## TRY IT
Sort through the material below and copy each line with "white".

=====

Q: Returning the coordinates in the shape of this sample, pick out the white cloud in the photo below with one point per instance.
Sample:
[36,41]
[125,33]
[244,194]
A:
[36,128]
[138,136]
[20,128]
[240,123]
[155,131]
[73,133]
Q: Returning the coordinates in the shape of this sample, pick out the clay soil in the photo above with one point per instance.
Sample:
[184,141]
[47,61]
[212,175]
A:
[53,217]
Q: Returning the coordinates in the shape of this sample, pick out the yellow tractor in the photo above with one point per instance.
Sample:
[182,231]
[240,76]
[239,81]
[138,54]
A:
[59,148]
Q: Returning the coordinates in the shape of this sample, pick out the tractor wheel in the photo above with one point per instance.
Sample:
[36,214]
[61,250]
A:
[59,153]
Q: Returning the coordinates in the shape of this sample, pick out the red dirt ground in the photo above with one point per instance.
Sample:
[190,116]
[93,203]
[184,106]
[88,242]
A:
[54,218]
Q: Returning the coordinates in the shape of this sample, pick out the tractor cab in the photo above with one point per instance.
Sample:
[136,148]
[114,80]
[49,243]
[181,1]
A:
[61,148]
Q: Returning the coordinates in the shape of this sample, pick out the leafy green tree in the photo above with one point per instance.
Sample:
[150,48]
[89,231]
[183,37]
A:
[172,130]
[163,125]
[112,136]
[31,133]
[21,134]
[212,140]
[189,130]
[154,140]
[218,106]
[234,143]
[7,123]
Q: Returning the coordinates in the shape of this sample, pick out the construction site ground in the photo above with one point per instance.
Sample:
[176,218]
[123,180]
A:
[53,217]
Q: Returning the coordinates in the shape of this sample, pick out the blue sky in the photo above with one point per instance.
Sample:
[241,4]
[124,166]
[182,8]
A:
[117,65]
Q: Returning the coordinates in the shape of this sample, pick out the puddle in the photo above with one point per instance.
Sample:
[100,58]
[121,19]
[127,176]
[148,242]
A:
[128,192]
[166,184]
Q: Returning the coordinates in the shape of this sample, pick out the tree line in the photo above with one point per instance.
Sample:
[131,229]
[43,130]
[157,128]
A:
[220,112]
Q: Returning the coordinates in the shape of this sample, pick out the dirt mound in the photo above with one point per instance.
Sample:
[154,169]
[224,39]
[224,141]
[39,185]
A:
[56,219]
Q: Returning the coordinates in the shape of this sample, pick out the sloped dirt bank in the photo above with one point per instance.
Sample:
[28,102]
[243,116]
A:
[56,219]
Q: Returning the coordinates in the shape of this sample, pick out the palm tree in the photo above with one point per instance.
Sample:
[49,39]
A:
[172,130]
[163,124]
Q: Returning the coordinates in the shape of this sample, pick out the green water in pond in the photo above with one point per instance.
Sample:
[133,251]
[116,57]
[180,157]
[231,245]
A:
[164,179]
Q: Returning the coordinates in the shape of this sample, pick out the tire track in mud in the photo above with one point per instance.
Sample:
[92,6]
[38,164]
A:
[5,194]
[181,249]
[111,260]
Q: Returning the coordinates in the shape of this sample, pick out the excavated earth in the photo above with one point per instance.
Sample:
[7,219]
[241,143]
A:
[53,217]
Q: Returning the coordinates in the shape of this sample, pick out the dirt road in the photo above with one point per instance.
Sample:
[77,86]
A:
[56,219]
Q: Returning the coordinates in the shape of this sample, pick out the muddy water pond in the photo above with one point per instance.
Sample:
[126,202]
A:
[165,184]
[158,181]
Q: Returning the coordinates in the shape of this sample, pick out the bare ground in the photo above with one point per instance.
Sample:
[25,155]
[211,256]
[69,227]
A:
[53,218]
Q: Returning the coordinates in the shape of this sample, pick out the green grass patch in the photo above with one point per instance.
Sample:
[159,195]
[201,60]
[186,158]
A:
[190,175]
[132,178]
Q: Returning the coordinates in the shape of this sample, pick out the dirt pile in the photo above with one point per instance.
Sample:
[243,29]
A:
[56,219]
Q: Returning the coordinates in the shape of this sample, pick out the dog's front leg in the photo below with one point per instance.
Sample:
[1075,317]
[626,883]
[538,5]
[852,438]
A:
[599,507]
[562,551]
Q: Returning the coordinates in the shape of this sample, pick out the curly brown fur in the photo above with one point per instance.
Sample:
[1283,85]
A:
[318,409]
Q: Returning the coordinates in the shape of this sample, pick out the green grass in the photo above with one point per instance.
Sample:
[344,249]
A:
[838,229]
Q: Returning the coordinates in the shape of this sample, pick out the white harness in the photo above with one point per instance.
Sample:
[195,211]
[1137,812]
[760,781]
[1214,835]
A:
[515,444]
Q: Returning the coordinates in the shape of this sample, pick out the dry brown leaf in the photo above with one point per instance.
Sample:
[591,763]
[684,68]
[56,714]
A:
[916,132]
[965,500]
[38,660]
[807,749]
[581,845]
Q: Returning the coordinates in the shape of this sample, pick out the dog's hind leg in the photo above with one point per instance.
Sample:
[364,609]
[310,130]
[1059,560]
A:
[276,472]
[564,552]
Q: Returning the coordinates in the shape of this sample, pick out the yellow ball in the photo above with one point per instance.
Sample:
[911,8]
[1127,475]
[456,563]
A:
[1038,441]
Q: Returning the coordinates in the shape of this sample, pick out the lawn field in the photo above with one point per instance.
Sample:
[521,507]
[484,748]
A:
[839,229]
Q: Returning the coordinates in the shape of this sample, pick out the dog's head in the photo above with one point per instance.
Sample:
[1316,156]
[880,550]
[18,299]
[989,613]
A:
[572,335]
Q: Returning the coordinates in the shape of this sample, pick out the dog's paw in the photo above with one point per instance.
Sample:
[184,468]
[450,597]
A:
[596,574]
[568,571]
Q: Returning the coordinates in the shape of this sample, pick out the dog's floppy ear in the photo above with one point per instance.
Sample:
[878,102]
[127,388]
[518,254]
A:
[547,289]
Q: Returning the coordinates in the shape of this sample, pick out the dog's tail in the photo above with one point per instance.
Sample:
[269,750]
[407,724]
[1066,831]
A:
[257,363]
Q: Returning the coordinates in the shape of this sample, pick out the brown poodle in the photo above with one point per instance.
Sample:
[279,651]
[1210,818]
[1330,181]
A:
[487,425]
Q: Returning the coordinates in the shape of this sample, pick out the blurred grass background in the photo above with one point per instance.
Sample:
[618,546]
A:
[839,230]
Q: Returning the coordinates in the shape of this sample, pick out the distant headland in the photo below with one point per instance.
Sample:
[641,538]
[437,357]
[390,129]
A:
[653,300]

=====

## ANSWER SPACE
Q: Returning the coordinates in the shape of this sample, pick out the white cloud in the photo below with one point per instance.
Q: Returning the coordinates in the shape of this sample, pick out the white harness in the photo above with one point per instance.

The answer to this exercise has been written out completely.